= Goal =
Copy out the records below, substituting "Put a dot" for every "Place a marker" and leaving everything else unchanged.

= Stored items =
■ ■ ■ ■ ■ ■ ■
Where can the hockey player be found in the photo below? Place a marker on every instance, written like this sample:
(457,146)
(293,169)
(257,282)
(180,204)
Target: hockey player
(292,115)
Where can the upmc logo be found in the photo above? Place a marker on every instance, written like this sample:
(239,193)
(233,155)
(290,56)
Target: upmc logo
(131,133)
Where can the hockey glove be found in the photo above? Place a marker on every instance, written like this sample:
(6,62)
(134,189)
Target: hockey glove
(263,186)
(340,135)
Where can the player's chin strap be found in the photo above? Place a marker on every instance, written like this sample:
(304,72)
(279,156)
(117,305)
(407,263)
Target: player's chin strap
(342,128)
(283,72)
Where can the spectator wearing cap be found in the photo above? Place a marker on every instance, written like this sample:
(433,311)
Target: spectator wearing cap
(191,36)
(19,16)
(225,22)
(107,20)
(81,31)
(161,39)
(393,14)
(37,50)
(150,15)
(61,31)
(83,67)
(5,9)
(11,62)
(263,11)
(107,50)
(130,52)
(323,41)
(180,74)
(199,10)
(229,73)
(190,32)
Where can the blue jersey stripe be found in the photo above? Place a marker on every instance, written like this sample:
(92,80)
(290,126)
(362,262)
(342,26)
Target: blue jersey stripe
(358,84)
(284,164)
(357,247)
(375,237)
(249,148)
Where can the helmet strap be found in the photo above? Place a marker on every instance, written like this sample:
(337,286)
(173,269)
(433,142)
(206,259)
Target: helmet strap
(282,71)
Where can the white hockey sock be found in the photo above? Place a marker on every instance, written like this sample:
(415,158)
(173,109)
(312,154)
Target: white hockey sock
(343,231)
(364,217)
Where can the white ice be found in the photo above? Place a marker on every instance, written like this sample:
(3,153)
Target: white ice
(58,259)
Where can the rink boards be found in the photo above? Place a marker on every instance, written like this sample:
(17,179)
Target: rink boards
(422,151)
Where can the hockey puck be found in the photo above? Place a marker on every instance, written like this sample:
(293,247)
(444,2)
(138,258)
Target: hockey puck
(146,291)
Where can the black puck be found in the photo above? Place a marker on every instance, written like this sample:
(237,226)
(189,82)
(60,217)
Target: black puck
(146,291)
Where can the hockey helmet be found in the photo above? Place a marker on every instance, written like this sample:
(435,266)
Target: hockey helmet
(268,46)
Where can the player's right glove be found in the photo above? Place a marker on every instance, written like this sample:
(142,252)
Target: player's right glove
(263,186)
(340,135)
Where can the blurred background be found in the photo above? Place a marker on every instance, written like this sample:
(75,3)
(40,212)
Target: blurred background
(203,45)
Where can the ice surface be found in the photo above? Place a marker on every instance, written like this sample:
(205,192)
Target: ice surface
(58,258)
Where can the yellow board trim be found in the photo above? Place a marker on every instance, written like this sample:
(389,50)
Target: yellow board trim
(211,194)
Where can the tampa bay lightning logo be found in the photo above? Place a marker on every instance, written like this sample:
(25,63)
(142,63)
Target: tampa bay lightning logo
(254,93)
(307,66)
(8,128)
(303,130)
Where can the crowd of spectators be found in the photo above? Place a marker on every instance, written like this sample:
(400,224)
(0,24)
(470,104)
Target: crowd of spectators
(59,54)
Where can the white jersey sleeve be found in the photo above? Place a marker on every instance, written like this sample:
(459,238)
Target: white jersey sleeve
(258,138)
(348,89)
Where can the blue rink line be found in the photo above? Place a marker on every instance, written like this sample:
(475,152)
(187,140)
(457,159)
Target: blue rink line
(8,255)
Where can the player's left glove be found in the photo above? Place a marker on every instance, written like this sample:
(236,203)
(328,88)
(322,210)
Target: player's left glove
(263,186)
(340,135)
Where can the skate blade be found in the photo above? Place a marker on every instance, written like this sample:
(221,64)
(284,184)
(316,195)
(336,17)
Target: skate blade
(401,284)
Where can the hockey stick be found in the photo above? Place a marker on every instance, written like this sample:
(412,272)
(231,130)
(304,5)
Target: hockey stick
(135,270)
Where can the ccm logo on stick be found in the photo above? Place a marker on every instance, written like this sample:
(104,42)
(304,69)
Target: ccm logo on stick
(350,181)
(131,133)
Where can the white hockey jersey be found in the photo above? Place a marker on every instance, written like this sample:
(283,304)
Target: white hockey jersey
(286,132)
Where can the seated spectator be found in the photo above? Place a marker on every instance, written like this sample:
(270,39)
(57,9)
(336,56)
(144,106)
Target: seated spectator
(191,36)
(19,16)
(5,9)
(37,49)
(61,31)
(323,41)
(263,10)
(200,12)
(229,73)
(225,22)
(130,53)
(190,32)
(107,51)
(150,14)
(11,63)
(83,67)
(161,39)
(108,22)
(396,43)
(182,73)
■ ■ ■ ■ ■ ■ ■
= Answer for the task =
Where can the hockey player be found in the photo below? Put a dot on every instance, written like this sample:
(457,146)
(293,169)
(257,282)
(180,204)
Target: hockey player
(292,115)
Where can the upmc logo be found in the photo above? Put a dot on every instance, written like this sample:
(239,193)
(233,155)
(290,56)
Target: upmc logo
(131,133)
Where can the hockey glove be found in the photo above? Put a dot on every instance, written like this sample:
(6,62)
(134,189)
Target: hockey glove
(263,186)
(340,135)
Where can the player's chin strap be found in the photo above? Put a dot on every instance, written like this sample:
(304,72)
(279,156)
(117,305)
(407,263)
Target: player's chin strap
(342,128)
(283,72)
Where can the spectator wearing cap be found in the photo above? Put a dot on every instance, written like this sample:
(433,311)
Target: spectator wearing cap
(191,36)
(19,16)
(225,22)
(107,20)
(81,31)
(161,39)
(393,14)
(37,50)
(150,15)
(61,31)
(83,67)
(5,9)
(11,62)
(263,11)
(107,50)
(130,52)
(323,41)
(180,74)
(199,10)
(229,73)
(190,32)
Where can the blue jersey stripe be found in the photo above? Put a dot on every instance, written like this sample:
(92,80)
(290,126)
(362,262)
(342,26)
Target: blue jersey stripe
(358,84)
(284,164)
(357,247)
(375,237)
(249,148)
Where can the helmet strap be found in the photo above? Put a dot on every instance, written like this sample:
(337,286)
(173,269)
(433,142)
(206,259)
Target: helmet strap
(282,71)
Where can the white hockey sock be found in the photo above? Put a dot on every instance, written like this sample:
(415,158)
(173,109)
(312,154)
Target: white hockey sock
(343,231)
(364,217)
Where can the white ice be found in the photo above? Put a dot on every instance, written like this sample:
(3,153)
Target: white ice
(58,259)
Where can the rink boards be found in the photo above? Put a dot on every instance, written like this sample:
(17,179)
Target: rink boards
(422,151)
Where can the hockey puck be found in the photo above? Put a dot on every instance, written like this sample:
(293,247)
(444,2)
(138,258)
Target: hockey puck
(146,291)
Where can the black puck be found in the photo above? Put a dot on every instance, written like this sample:
(237,226)
(189,82)
(60,217)
Target: black puck
(146,291)
Where can the hockey helmet be found in the photo above? Put a dot on every instance, written like this sample:
(435,266)
Target: hockey helmet
(268,46)
Where can the player's right glove be found in the photo above? Put a dot on every instance, written like this sample:
(142,252)
Target: player's right glove
(263,186)
(340,135)
Where can the blurred background be found in the photo above? Put a dot on every instance, written like this sample:
(75,3)
(40,212)
Target: blurred background
(203,45)
Where can the ice surface be found in the photo above? Put a dot on every instance, written like this sample:
(205,192)
Target: ice surface
(58,258)
Where can the yellow board trim be found in the photo above? Put a dot on every instance, written like this sample:
(389,50)
Target: yellow board trim
(211,194)
Where can the tampa bay lightning logo be found in the photo above? Put a dot on every instance, written like this sample:
(25,63)
(142,63)
Target: tampa bay lightning logo
(254,93)
(307,66)
(8,128)
(303,130)
Where can the crowd of spectators be found in the photo above? Put a dot on every instance, written like this sample:
(400,224)
(0,24)
(470,104)
Target: crowd of spectators
(59,54)
Where can the white jersey sleeve be found in the photo above? Put a dot on every instance, written like this sample:
(459,238)
Target: white jersey sleeve
(258,138)
(348,89)
Where can the blue rink line be found in the photo above? Put a dot on every instance, written like this sample:
(475,152)
(187,140)
(457,159)
Target: blue rink line
(8,255)
Where can the player's left glove be found in the photo above? Put a dot on every instance, written like this sample:
(236,203)
(328,88)
(322,210)
Target: player's left glove
(263,186)
(340,135)
Where can the skate blade be found in the photo above? Put a dot on every instance, written like this sample:
(221,64)
(284,184)
(316,195)
(336,17)
Target: skate blade
(401,284)
Where can the hockey stick be found in the photo above? Put a dot on every instance, written like this sample:
(412,272)
(231,130)
(304,5)
Target: hockey stick
(135,270)
Where can the ccm logo on stick be found in the photo above? Put a dot on every instance, written like this sample:
(104,42)
(304,69)
Target: ccm logo on stick
(350,181)
(131,133)
Where can the white hockey jersey be found in the photo above? Put a dot on every instance, written like this sample:
(283,304)
Target: white hockey jersey
(286,132)
Where can the seated spectator be found in the photo above? Put a dot on every instance, written like this sample:
(270,39)
(57,9)
(336,56)
(144,106)
Target: seated spectator
(191,36)
(19,16)
(5,9)
(37,49)
(61,31)
(323,41)
(263,10)
(200,12)
(229,73)
(225,22)
(130,53)
(190,32)
(107,51)
(150,14)
(11,63)
(83,67)
(161,39)
(108,22)
(396,43)
(182,73)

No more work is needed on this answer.